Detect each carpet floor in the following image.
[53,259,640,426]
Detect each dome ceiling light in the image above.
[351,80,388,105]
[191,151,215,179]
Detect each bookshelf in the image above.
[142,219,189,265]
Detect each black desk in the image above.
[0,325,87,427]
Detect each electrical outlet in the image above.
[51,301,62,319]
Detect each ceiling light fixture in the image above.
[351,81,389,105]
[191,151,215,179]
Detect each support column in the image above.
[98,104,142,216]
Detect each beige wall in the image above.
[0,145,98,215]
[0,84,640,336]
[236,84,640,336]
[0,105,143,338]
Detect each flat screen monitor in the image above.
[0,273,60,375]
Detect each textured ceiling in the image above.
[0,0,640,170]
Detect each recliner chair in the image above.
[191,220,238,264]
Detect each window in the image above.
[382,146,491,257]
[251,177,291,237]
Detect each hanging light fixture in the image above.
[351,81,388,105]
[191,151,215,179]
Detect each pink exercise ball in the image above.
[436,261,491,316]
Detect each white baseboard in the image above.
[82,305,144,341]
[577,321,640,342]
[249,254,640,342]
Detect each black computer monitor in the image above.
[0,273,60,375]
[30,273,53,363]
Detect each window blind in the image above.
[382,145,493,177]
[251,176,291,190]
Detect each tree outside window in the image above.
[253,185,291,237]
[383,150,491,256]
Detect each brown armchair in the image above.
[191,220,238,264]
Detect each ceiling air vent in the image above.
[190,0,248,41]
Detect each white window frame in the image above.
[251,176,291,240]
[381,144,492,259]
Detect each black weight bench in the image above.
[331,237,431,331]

**WHAT YOU ARE ASKED TO DO**: Write out everything from the top of the data down to the line holding "[0,0,640,170]" as a numbered list, skipping any blank lines.

**FINAL RESULT**:
1. Detect each carpet floor in the following image.
2. [53,259,640,426]
3. Detect each dome ceiling light in the image above.
4. [351,80,388,105]
5. [191,151,215,179]
6. Detect each bookshelf in the image above.
7. [142,219,189,265]
8. Detect each black desk in the image above.
9. [0,325,87,427]
10. Detect each electrical outlet in the image above.
11. [51,301,62,319]
12. Detect each ceiling light fixture in the image above.
13. [351,81,389,105]
14. [191,151,215,179]
15. Detect each support column in the image above.
16. [98,104,142,216]
17. Detect each beige wall in the image above.
18. [0,145,98,215]
19. [0,84,640,336]
20. [236,84,640,336]
21. [0,105,143,338]
22. Detect each flat screen monitor in the image above.
23. [0,273,60,375]
24. Detect each textured ceiling in the image above.
25. [0,0,640,170]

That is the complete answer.